• [TAREA ESCRITA A]:
Según el dietario, ¿qué virtud se califica de antigua?
• [TAREA ESCRITA B]:
Reproduce, por favor, el fragmento del dietario que empieza en "Dietario 111" y termina en "ensalza a veces.".

• [FRAGMENTO DE TEXTO]:
┄┄┄┄┄┄┄┄┄┄┄┄┄┄┄┄┄┄┄┄
8.5.21

Dietario 111


A cuentas de la prisa, se han perdido imperios, se han malogrado placeres, se han desquiciado vidas. Está todo confiado a la velocidad, ella administra el trasiego de las cosas y, en ocasiones, las pervierte, las corrompe. Esperar está desprestigiado. Quien espera, a la vista ajena, declara su inoperancia, se convierte en espectador, se declara inhábil. La paciencia es una virtud antigua y estos son tiempos de voladiza modernidad. Es, en cambio, el vértigo el que lo impregna y modela todo. Vértigo y fiebre, velocidad y ansia. Hacemos varias cosas a la vez, tal vez por no esmerarnos pulcramente en una. Hacemos todas esas variadas cosas sin ocuparnos plenamente en ellas. Cunde la ignorancia, se ensalza a veces.
┄┄┄┄┄┄┄┄┄┄┄┄┄┄┄┄┄┄┄┄
• [DATOS PROPORCIONADOS]:

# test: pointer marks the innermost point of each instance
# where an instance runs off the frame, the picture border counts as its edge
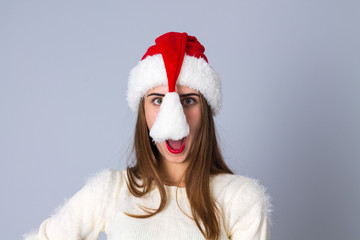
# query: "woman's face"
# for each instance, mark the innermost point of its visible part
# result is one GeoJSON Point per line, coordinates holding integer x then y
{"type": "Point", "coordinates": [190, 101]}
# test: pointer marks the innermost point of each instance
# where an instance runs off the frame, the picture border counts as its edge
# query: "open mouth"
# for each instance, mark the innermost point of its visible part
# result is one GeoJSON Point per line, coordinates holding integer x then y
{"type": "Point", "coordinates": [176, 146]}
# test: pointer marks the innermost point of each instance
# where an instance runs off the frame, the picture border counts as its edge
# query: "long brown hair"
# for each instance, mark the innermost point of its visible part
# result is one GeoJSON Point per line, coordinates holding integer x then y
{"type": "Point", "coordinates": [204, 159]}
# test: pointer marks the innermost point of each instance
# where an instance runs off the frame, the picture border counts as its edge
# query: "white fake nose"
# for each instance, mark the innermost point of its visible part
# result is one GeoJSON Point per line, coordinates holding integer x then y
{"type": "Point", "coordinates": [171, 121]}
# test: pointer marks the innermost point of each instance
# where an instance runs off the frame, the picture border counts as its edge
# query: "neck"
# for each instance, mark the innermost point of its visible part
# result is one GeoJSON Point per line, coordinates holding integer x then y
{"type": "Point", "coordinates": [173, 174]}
┄┄┄┄┄┄┄┄┄┄┄┄┄┄┄┄┄┄┄┄
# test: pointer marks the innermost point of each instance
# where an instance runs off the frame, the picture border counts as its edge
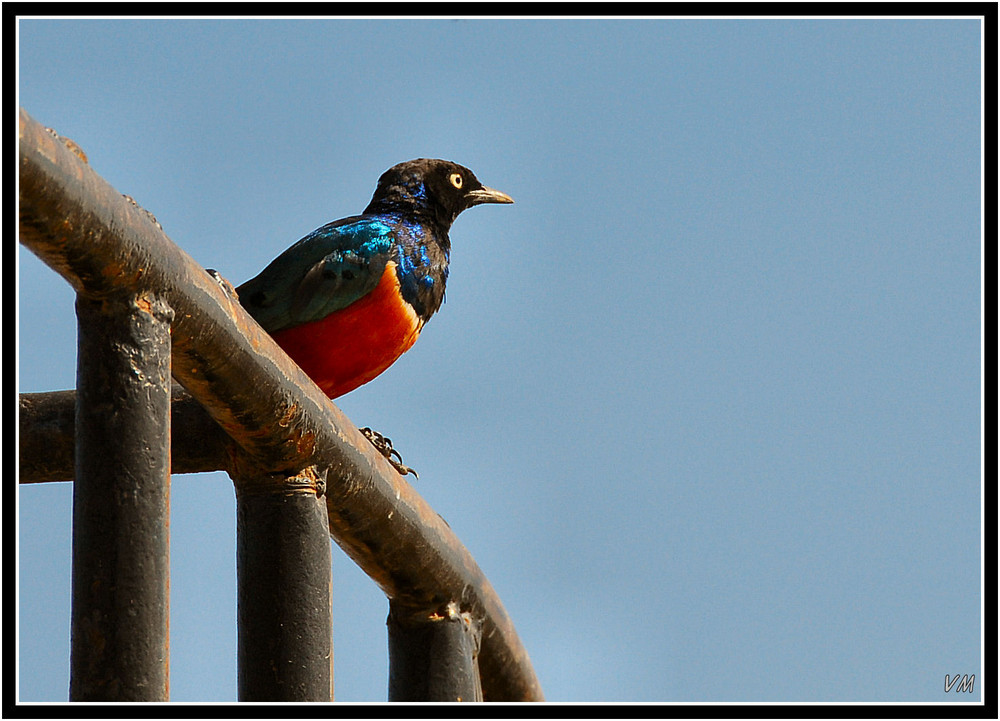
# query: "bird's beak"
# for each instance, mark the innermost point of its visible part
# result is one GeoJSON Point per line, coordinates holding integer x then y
┄┄┄┄┄┄┄┄┄┄┄┄┄┄┄┄┄┄┄┄
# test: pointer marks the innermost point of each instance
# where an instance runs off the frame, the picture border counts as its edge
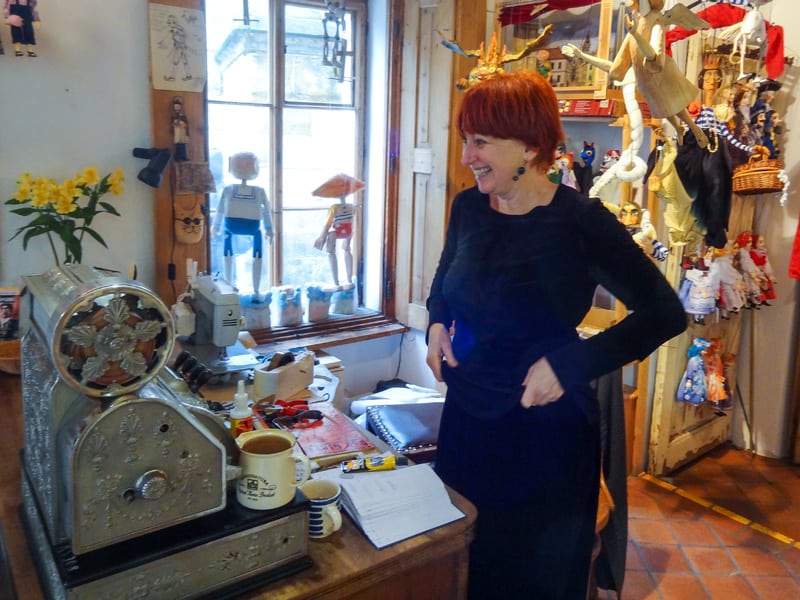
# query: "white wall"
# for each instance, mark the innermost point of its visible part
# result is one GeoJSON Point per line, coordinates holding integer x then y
┄┄┄┄┄┄┄┄┄┄┄┄┄┄┄┄┄┄┄┄
• [RESULTADO CORRECTO A]:
La paciencia.

• [RESULTADO CORRECTO B]:
Dietario 111


A cuentas de la prisa, se han perdido imperios, se han malogrado placeres, se han desquiciado vidas. Está todo confiado a la velocidad, ella administra el trasiego de las cosas y, en ocasiones, las pervierte, las corrompe. Esperar está desprestigiado. Quien espera, a la vista ajena, declara su inoperancia, se convierte en espectador, se declara inhábil. La paciencia es una virtud antigua y estos son tiempos de voladiza modernidad. Es, en cambio, el vértigo el que lo impregna y modela todo. Vértigo y fiebre, velocidad y ansia. Hacemos varias cosas a la vez, tal vez por no esmerarnos pulcramente en una. Hacemos todas esas variadas cosas sin ocuparnos plenamente en ellas. Cunde la ignorancia, se ensalza a veces.